WHAT NEEDS TO BE DONE
Please state how long Lucas has been a big brother, according to the letter to Lucas.

Dear Lucas,
You've been a big brother for almost 7 weeks now. What an awesome time it has been (especially when Daddy was home). We've tried really hard to make you feel special, and so have all of our family and friends with their little presents to you.
You were so lucky to have met Nora just a few minutes after she was born. What a special moment for mommy! You are so gentle when you hold her, and you love to give her hugs and kisses (even if you do smother her once in a while).
You are Mommy's little helper! You get me supplies when I'm tied up, and it's even good practice for you with following multi-step directions. "Please get me her blanket and the pink burp cloth in the basket." Once a therapy mommy, always a therapy mommy.
Nora is a more challenging baby than you were in some ways. She's not as content as you were, but my days with her are much more carefree than my early days with you were. My biggest concern with her is when she's going to want to eat next or whether she's going to keep me up all night, as opposed to whether you could hear or would need open heart surgery. As a result, I'm more willing to share her with others this time around. With you... not so much.
On the day she was born, she had her hearing tested... right in the room with Mommy. It was extremely emotional, and I cried the whole time. The nurses in the hospital still need some sensitivity training and education. Even with knowledge of your history, they still told me not to worry about it, and if she didn't pass, it was probably just fluid in her ears. We're the wrong family to tell that to! Here is the screen that we saw:
She passed her hearing screening in both ears. She can hear. The results really evoked mixed emotions for me. Although we are elated that Nora will not have to endure what you did (the tests, surgeries, therapies, etc) or go through the life long struggles of living with a hearing loss, somehow rejoicing too much in the results was also the same as saying that you are not perfect just the way you are, and that we somehow love you less. Needless to say, we have not shouted her hearing results from the rooftops with joy, but rather whispered them with some sense of relief and ease. It's very personal. I think only some of my fellow hearing loss mommies might understand.
I worry about the day when you start to ask me why Nora doesn't have ears like you. For now, you don't seem to be particularly concerned about it. ever. We have yet to have any of those difficult conversations. Sometimes I try to initiate them, and you just move on. You know what your ears are called, and that you need them to hear, and that's about it. Although you ask "why" about 1,000 times a day, that has yet to be one of your questions. The word "deaf" has yet to come up either. Maybe I'm as bad as the audiologists we worked with in the very beginning, but I'm just so hesitant to teach you to label yourself already. You are still only 3. But not for long!
I'm enjoying my time at home with you and Nora IMMENSELY. You did ask me the other day if I was going to work so Oma could wake you up in the morning. Nope... not for 9 more months. Yippee!
I can't wait to watch you grow up with Nora. We can only hope and pray that she is as sweet, witty and feisty as you are. You will teach her much about the world around her. It's scary to think that by the time Nora is your current age, you'll be almost 8. I hope that day doesn't come too soon.

[Collection entries]

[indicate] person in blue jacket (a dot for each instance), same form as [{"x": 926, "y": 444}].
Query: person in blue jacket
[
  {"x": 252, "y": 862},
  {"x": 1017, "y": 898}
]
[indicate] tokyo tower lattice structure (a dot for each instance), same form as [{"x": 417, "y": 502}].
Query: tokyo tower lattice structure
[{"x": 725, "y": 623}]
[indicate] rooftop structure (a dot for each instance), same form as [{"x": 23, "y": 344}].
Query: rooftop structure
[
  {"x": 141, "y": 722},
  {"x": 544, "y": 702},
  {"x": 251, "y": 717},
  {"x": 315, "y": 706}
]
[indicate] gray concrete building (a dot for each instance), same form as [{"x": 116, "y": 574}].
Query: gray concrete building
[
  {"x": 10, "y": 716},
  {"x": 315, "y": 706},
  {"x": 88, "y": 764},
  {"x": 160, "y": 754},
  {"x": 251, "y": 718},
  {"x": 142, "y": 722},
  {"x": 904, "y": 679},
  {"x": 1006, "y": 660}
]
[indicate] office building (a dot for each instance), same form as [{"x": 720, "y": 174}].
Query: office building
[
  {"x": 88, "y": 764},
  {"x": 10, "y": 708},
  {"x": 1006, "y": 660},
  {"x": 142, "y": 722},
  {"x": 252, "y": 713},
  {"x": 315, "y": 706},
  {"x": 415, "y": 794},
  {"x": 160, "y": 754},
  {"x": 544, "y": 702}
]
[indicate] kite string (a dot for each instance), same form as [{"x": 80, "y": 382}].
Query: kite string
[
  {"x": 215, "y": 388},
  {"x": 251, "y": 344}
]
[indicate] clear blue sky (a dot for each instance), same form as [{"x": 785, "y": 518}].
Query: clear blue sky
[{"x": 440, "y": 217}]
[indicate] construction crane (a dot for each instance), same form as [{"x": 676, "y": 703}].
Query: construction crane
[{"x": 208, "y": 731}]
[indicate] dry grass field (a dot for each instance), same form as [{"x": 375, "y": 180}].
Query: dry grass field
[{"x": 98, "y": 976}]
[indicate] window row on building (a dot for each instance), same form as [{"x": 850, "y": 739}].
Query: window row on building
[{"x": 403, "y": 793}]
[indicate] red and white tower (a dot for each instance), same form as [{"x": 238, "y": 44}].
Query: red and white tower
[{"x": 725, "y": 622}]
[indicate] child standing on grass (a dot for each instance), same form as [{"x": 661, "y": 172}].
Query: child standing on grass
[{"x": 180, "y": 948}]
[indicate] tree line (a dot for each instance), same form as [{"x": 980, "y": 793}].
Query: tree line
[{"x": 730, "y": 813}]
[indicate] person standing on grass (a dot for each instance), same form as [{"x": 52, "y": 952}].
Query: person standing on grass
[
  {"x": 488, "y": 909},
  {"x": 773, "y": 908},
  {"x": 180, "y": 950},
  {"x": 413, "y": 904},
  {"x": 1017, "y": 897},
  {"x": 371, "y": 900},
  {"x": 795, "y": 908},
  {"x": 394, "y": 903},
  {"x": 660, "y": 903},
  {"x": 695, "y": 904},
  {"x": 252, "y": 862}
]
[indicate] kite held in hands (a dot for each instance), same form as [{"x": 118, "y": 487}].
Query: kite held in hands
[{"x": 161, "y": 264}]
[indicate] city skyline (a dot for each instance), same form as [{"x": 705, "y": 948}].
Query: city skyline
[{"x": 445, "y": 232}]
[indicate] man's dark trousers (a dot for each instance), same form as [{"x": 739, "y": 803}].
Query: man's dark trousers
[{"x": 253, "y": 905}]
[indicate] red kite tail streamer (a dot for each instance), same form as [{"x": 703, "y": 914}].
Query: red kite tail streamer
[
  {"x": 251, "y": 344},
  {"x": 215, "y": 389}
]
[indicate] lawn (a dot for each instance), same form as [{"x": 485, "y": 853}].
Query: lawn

ANSWER BOX
Almost 7 weeks.